--- START RECORDED DATA ---

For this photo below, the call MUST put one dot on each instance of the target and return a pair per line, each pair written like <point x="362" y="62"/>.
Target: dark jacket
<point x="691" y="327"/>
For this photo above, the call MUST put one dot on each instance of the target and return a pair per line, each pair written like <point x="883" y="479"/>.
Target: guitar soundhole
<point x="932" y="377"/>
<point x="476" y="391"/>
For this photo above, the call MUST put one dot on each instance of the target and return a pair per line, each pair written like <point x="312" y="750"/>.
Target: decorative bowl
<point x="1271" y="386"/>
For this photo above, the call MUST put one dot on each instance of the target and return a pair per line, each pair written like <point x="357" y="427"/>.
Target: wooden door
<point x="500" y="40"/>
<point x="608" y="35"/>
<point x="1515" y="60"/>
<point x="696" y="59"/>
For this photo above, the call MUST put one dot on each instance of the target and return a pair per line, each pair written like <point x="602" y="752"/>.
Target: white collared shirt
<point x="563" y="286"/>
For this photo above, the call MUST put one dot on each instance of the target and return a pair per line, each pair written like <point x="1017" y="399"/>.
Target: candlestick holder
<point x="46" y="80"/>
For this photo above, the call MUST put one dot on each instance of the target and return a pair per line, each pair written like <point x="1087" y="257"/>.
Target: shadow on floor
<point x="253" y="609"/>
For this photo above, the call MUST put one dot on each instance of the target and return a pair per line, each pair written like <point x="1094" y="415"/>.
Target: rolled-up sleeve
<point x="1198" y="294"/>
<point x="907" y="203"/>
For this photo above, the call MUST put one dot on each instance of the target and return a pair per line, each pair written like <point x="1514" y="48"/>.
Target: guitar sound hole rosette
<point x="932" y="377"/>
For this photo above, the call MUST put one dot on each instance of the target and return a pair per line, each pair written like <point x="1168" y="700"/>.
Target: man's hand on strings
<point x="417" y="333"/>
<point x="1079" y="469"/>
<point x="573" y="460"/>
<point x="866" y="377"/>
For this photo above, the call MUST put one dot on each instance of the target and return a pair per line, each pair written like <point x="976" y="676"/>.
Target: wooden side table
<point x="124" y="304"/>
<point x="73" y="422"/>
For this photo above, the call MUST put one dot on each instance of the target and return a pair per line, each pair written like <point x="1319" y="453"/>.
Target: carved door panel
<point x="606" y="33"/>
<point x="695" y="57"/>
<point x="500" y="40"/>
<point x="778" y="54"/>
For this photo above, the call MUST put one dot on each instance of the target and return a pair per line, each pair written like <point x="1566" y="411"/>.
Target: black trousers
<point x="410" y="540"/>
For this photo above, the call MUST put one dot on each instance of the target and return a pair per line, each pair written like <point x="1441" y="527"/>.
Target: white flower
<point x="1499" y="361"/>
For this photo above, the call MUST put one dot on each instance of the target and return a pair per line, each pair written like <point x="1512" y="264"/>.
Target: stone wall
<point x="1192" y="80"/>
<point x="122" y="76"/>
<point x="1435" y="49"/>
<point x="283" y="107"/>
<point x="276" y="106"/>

--- END RECORDED DATA ---

_TO BE DONE_
Each record above should be repeated exactly as it appears.

_SOLUTION BELOW_
For this photo below, the call MUST put one dot on each instance of the target and return a pair per line, each pair written like <point x="362" y="62"/>.
Target: dark jacket
<point x="691" y="327"/>
For this photo above, the call MUST put one dot on each instance of the target and return a pair per line, each pair written like <point x="883" y="479"/>.
Target: guitar soundhole
<point x="932" y="377"/>
<point x="476" y="391"/>
For this photo above, the call MUST put one dot on each instance of the target and return a pair per line, each pair written like <point x="312" y="750"/>.
Target: decorative bowl
<point x="1271" y="386"/>
For this photo above, the call MUST put one dot on each instance of the target and return a pair per line, each pair written like <point x="357" y="427"/>.
Target: wooden door
<point x="500" y="40"/>
<point x="608" y="35"/>
<point x="1515" y="60"/>
<point x="696" y="59"/>
For this photo above, the call MUST put one dot on each instance of the target and return a pair per line, each pair written like <point x="602" y="752"/>.
Target: white collared shirt
<point x="563" y="286"/>
For this photo above, the call MUST put one dot on each instance of the target and return a pair per line, each pair written like <point x="1017" y="399"/>.
Target: candlestick holder
<point x="46" y="80"/>
For this photo above, the call MUST put one dot on each instance of the target and return a pair per line, each pair written like <point x="1087" y="257"/>.
Target: shadow on floor
<point x="253" y="609"/>
For this photo above, the call MUST put one dot on each instance of the target and return a pair per line, each pair written like <point x="1094" y="415"/>.
Target: rolled-up sleeve
<point x="1198" y="294"/>
<point x="907" y="203"/>
For this photo above, the call MUST put one dot on each instance of the target and return a pair per line, each pair written like <point x="1514" y="48"/>.
Target: guitar sound hole rosette
<point x="932" y="377"/>
For this photo above, the call MUST put one dot on each instance of the target and return a pair per line, each pair written like <point x="1168" y="700"/>.
Target: man's hand on strings
<point x="417" y="333"/>
<point x="1079" y="469"/>
<point x="573" y="460"/>
<point x="866" y="377"/>
For this photo above, the call MUST put one dot on each instance of the target and return a pair per line, each pair written like <point x="976" y="676"/>.
Target: wooden side table
<point x="124" y="304"/>
<point x="73" y="422"/>
For this photo above, the call MUST put one dot on each instance of the target and return a pair per line, each pair written like <point x="1319" y="453"/>.
Target: carved door panel
<point x="606" y="33"/>
<point x="695" y="57"/>
<point x="500" y="40"/>
<point x="778" y="54"/>
For this photo above, the call MUST put one dot on each instance of the target and return a pair per line, each pair written like <point x="1566" y="411"/>.
Target: black trousers
<point x="410" y="540"/>
For this photo above, the call MUST put one dot on each instance of the target and return a pair per line, each pair written like <point x="1441" y="527"/>.
Target: white flower
<point x="1499" y="361"/>
For this photo above, the call MUST put one dot on each instance of the target and return a pair per line, each pair written like <point x="1512" y="264"/>.
Target: stone wall
<point x="1192" y="80"/>
<point x="122" y="76"/>
<point x="1435" y="49"/>
<point x="283" y="107"/>
<point x="276" y="106"/>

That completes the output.